Record excerpts —

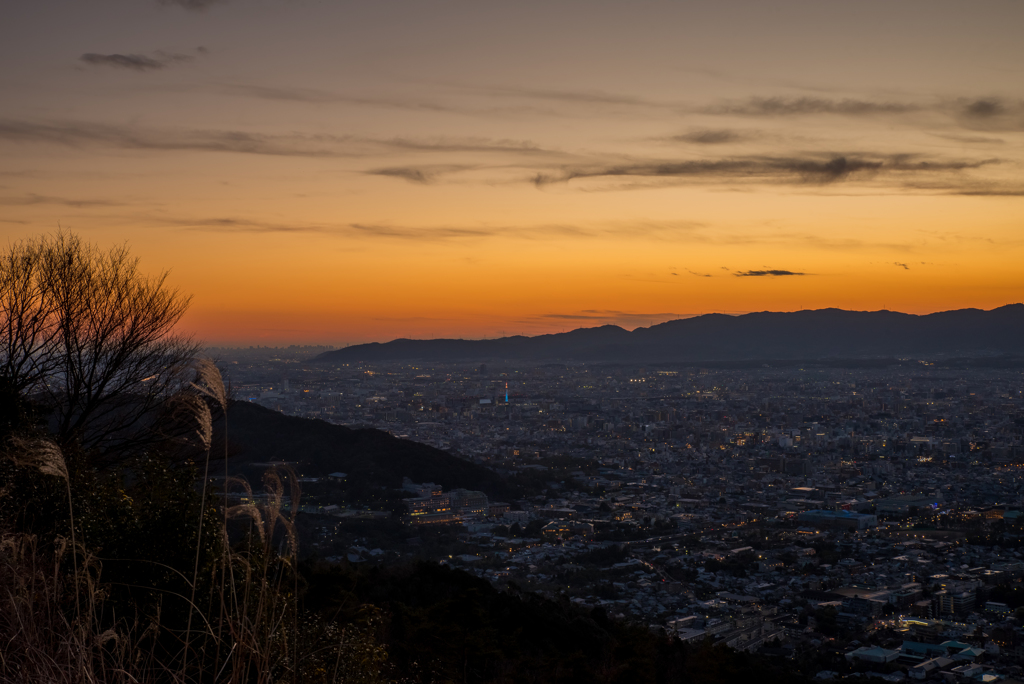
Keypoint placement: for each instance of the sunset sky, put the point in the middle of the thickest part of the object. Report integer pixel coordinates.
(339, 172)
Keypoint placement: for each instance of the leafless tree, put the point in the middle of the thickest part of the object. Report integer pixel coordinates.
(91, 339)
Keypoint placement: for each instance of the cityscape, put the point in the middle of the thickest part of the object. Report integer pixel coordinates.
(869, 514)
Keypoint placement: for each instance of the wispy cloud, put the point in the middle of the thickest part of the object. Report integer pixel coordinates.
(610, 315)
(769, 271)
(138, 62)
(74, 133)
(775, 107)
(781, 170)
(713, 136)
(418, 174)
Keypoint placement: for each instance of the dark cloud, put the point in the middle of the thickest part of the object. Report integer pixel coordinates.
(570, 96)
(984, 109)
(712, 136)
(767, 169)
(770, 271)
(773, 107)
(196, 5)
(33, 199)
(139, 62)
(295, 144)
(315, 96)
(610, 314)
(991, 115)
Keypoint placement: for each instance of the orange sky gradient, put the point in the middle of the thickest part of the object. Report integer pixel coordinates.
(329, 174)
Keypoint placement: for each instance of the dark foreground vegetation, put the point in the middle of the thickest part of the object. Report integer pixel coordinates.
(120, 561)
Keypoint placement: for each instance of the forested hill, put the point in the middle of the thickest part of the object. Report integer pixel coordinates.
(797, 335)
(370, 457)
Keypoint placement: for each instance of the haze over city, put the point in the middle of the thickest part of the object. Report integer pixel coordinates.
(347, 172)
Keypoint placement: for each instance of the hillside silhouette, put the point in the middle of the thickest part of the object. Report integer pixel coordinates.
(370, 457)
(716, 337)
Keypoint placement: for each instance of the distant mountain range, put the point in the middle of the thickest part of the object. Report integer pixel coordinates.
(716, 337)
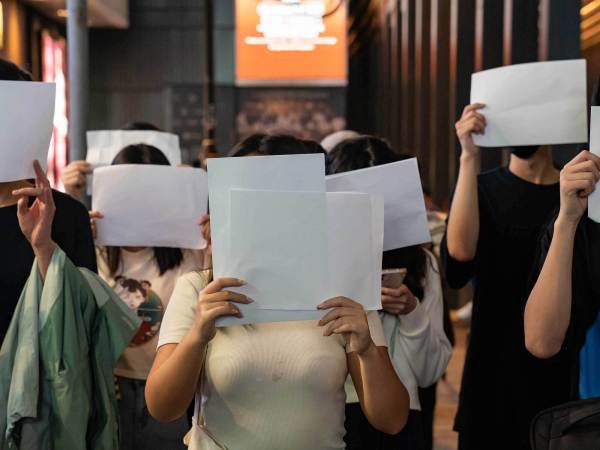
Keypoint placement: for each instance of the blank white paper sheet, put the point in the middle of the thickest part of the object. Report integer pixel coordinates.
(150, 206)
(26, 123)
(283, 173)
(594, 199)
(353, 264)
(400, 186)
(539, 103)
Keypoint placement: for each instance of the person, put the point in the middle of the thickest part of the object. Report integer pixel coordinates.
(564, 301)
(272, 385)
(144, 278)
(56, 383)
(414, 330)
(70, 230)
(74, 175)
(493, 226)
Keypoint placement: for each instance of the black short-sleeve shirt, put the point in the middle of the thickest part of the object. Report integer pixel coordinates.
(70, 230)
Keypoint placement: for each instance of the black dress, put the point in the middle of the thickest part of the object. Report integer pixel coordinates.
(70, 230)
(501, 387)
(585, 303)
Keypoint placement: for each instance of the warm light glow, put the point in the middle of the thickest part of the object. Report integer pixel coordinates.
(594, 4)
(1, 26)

* * *

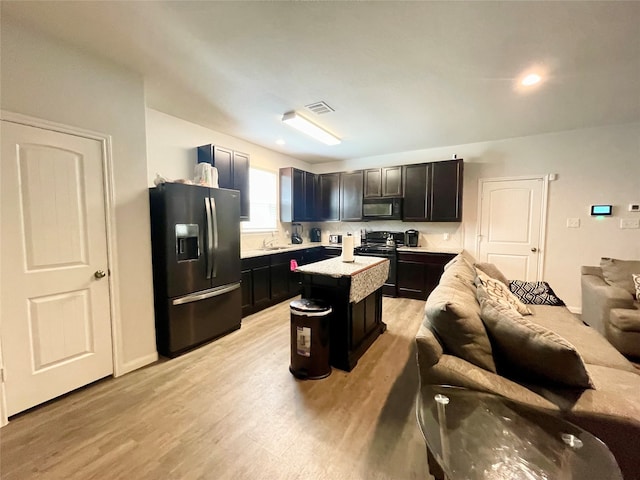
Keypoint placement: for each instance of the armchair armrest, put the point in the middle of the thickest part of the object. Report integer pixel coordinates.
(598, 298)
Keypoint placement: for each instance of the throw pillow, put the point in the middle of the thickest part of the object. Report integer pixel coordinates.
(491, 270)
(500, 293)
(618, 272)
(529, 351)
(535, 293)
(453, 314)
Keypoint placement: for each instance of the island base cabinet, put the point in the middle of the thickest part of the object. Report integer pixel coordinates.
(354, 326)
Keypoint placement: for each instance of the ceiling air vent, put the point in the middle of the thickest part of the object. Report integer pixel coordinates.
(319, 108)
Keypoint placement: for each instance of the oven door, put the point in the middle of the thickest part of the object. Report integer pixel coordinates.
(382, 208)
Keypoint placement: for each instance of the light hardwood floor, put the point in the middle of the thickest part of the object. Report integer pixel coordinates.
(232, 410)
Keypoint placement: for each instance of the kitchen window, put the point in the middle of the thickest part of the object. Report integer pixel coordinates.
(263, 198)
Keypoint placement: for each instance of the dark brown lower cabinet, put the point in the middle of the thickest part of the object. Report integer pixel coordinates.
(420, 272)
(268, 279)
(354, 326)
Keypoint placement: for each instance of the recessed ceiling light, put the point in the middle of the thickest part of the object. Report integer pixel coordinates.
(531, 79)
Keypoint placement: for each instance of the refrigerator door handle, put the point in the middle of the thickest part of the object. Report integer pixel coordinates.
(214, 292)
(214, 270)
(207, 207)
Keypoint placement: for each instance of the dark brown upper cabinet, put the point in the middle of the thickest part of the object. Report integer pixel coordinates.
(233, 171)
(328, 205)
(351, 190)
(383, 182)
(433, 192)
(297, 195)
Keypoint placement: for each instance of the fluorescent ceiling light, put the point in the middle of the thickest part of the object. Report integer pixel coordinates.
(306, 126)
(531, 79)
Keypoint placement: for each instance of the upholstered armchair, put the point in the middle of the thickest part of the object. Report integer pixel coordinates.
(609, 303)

...

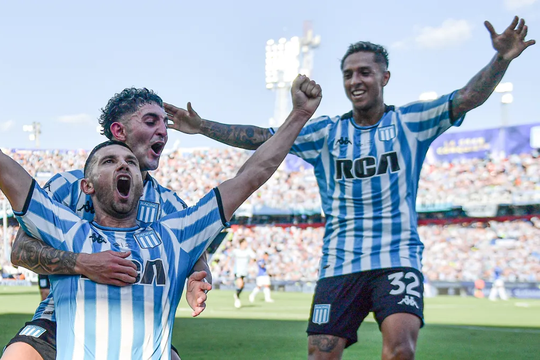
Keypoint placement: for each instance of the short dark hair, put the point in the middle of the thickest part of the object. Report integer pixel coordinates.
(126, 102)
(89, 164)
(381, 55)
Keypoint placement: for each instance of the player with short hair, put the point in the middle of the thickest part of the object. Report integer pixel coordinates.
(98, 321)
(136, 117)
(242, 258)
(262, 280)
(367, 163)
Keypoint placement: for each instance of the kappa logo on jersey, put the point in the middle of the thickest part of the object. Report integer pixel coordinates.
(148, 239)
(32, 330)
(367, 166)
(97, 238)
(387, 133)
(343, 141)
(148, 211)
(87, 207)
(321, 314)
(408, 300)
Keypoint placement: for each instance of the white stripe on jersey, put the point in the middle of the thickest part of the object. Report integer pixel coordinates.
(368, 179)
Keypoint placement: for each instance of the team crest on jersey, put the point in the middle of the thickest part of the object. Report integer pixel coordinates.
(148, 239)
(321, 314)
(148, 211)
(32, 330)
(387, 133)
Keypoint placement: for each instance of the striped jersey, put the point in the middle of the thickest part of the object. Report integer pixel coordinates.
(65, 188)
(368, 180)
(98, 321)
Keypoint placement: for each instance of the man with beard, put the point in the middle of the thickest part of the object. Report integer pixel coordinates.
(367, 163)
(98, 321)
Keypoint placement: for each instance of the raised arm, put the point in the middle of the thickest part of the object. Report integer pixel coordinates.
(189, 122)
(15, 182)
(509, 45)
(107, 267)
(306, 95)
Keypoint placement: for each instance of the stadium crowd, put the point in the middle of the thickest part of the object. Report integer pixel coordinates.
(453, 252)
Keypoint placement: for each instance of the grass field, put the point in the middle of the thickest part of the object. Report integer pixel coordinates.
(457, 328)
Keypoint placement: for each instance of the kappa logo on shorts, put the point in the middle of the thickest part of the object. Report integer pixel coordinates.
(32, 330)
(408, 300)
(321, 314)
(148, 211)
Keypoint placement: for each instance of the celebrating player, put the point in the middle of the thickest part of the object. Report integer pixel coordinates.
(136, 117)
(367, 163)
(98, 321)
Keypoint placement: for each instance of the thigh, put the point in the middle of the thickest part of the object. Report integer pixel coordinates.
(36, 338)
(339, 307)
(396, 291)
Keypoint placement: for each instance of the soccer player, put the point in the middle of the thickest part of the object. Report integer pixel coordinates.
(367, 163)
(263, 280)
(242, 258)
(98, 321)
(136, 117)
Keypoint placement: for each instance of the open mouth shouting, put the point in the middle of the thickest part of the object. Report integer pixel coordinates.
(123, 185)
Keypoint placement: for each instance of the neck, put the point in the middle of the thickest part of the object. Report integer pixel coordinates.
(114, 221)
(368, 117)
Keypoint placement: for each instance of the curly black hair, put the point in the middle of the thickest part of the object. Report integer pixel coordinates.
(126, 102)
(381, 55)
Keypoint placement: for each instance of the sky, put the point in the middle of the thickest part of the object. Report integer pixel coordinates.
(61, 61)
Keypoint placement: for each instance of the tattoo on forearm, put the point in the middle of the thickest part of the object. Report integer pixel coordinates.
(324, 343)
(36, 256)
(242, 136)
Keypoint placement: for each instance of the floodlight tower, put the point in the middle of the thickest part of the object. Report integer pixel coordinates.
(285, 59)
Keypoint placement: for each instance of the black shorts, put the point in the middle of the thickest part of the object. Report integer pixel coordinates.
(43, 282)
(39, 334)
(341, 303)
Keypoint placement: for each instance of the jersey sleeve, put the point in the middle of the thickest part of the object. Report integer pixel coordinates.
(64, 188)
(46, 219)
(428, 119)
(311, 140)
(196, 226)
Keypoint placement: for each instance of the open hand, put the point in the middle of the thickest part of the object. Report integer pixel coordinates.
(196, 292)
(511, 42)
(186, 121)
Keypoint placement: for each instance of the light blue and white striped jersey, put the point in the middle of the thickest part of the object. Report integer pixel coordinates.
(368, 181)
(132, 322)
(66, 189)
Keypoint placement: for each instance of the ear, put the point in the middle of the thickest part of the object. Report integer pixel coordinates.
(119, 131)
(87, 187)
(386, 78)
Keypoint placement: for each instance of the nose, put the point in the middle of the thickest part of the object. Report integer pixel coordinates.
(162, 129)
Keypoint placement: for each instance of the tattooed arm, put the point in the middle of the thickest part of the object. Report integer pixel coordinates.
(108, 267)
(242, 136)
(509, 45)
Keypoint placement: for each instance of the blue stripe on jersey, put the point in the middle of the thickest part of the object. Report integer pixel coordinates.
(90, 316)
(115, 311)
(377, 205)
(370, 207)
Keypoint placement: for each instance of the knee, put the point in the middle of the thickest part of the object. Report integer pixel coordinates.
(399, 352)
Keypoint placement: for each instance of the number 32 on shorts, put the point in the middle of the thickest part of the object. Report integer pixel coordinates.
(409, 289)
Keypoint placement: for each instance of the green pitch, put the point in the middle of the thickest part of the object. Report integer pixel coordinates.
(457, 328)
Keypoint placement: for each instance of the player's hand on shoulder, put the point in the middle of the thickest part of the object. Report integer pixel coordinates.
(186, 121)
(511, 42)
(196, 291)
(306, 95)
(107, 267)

The exercise — Please gather every line of the material above that contains the word "open" and copy each one in full. Case counts.

Written solution —
Keypoint placement: for each instance of the open mouth shouting, put the point in the middle of the thickest part of the object. Report integer pixel coordinates.
Keypoint placement: for each instance of the open hand, put the point in the middle of the thickest part of the object. Report integer pixel coordinates.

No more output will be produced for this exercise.